WORK TO DO: Please repeat all of the listing exactly.

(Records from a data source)
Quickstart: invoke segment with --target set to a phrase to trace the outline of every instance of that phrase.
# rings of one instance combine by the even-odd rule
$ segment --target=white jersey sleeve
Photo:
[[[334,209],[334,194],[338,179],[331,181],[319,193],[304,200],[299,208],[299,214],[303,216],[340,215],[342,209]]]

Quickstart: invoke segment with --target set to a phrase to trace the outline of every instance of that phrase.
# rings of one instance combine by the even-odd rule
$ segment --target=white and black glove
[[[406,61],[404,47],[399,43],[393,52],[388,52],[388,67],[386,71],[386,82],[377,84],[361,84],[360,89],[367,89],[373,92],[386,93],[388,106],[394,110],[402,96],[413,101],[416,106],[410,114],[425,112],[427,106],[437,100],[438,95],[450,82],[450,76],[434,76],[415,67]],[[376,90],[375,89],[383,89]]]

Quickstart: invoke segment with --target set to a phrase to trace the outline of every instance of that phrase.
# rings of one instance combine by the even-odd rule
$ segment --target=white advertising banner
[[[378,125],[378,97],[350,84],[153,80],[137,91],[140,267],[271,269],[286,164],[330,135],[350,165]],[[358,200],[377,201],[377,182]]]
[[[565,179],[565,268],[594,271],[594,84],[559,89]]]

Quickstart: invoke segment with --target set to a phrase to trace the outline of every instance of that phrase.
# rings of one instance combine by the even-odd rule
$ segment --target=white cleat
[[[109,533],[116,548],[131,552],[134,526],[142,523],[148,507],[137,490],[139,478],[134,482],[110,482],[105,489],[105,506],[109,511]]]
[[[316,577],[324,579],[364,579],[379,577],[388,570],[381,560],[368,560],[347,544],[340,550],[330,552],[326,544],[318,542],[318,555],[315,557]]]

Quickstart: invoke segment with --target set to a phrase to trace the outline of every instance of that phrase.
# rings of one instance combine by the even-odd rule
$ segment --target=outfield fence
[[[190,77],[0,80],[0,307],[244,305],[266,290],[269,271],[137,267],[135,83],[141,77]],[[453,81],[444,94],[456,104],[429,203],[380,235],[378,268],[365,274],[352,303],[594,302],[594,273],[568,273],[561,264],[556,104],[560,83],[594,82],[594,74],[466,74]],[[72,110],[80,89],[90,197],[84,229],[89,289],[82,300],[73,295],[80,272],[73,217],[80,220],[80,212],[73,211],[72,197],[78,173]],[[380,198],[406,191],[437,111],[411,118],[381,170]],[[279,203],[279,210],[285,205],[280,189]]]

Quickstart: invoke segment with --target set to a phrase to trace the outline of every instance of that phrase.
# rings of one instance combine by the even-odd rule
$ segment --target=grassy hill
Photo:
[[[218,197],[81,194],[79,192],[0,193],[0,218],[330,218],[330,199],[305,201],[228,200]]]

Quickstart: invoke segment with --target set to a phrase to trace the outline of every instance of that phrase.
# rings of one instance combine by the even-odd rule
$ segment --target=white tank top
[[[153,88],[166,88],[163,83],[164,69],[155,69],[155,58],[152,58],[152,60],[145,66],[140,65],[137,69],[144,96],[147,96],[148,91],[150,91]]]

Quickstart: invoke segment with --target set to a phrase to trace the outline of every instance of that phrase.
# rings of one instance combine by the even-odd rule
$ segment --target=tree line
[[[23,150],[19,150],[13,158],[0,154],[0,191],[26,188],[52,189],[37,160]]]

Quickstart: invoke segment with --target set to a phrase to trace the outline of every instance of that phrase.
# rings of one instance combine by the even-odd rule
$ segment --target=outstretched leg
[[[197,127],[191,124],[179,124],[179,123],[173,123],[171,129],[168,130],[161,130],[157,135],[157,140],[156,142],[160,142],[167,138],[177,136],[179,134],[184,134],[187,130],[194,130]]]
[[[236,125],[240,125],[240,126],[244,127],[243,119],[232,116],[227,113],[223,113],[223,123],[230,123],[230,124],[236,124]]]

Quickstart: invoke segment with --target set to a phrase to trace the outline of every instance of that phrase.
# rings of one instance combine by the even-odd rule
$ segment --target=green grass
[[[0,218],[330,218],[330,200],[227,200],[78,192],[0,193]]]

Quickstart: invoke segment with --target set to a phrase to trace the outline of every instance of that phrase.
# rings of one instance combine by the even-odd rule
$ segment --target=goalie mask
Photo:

FULL OUTPUT:
Quickstart: invoke segment with --target set to a phrase to trace the outline of every instance of that phrase.
# rings of one instance combine by the even-odd rule
$ segment --target=white jersey sleeve
Photo:
[[[334,209],[334,194],[338,179],[331,181],[319,193],[304,200],[299,208],[299,214],[303,216],[340,215],[342,209]]]

Quickstart: invoke segment with --target set to a phrase to trace the outline of every instance of that phrase.
# rings of one instance combine by the even-odd rule
$ segment --target=white and black glove
[[[406,61],[404,47],[399,43],[393,52],[388,52],[388,67],[386,71],[386,82],[377,84],[361,84],[360,89],[367,89],[373,92],[386,93],[388,106],[394,110],[402,96],[413,101],[416,106],[410,114],[425,112],[427,106],[437,100],[438,95],[450,82],[450,76],[434,76],[415,67]],[[376,90],[375,89],[383,89]]]

Quickstart: invoke segment with --target set to a phrase to trace the outline of every instance of that phrase.
# rings of one instance combine by the even-odd rule
$ segment --target=white advertising banner
[[[378,125],[378,97],[350,84],[153,80],[137,91],[140,267],[271,269],[286,164],[330,135],[350,165]],[[358,200],[377,201],[377,182]]]
[[[565,179],[565,268],[594,271],[594,84],[559,89]]]

Quickstart: invoke segment with --target set to a phrase to trace the outline of every instance of that phrase.
# rings of one instance combine by the even-odd rule
$ segment --target=white cleat
[[[109,533],[116,548],[131,552],[134,526],[142,523],[148,507],[137,490],[139,478],[134,482],[110,482],[105,489],[105,506],[109,511]]]
[[[316,577],[324,579],[364,579],[379,577],[388,570],[381,560],[368,560],[347,544],[340,550],[330,552],[326,544],[318,542],[318,555],[315,557]]]

Quickstart: invoke segment with --target set to a phrase to trace the outline of every instance of that phrase.
# rings of one instance combine by the even-odd rule
$ segment --target=outfield fence
[[[190,77],[0,80],[0,307],[244,305],[266,290],[269,271],[137,267],[135,83],[141,77]],[[453,81],[444,94],[456,104],[429,203],[380,235],[378,268],[365,274],[352,303],[594,302],[594,273],[568,273],[561,264],[556,104],[560,83],[594,82],[594,74],[466,74]],[[72,110],[80,89],[90,197],[84,229],[89,289],[82,300],[73,295],[80,272],[73,217],[80,220],[80,212],[73,211],[72,197],[78,173]],[[380,198],[406,191],[437,111],[411,118],[381,170]],[[279,203],[279,210],[285,205],[280,189]]]

Quickstart: invoke segment with --target set to a phrase to trace the outline of every instance of that phrase.
# rings of one instance combine by the even-odd rule
$ segment --target=grassy hill
Photo:
[[[218,197],[81,194],[79,192],[0,193],[0,218],[330,218],[330,199],[305,201],[228,200]]]

Quickstart: invoke segment with --target set to a phrase to trace the outline of every instance of that phrase.
# rings of one instance combine by the even-odd rule
$ segment --target=white tank top
[[[153,88],[166,88],[163,83],[164,69],[155,69],[155,58],[152,58],[152,60],[145,66],[140,65],[137,69],[144,96],[147,96],[148,91],[150,91]]]

Quickstart: invoke segment with --target set to a phrase to trace the outline of every instance of that phrase.
# rings of one instance combine by the even-odd rule
$ segment --target=tree line
[[[23,150],[19,150],[13,158],[0,154],[0,191],[26,188],[52,189],[37,160]]]

Quickstart: invoke segment with --target set to a phrase to trace the outline of every instance of that phrase.
# rings of one instance combine by the even-odd rule
$ segment --target=outstretched leg
[[[197,127],[191,124],[179,124],[179,123],[173,123],[171,129],[168,130],[161,130],[157,135],[157,140],[156,142],[160,142],[167,138],[177,136],[179,134],[184,134],[187,130],[194,130]]]
[[[236,125],[240,125],[240,126],[244,127],[243,119],[232,116],[227,113],[223,113],[223,123],[230,123],[230,124],[236,124]]]

Quickstart: invoke segment with --target set to a phrase to trace the outline of every instance of that phrase.
# rings of one instance combine by the even-odd rule
$ segment --target=green grass
[[[0,218],[330,218],[330,200],[227,200],[78,192],[0,193]]]

Quickstart: invoke segment with --target set to a phrase to trace the outline of every instance of that phrase.
# rings of one instance combine by the even-odd rule
$ segment --target=goalie mask
Photo:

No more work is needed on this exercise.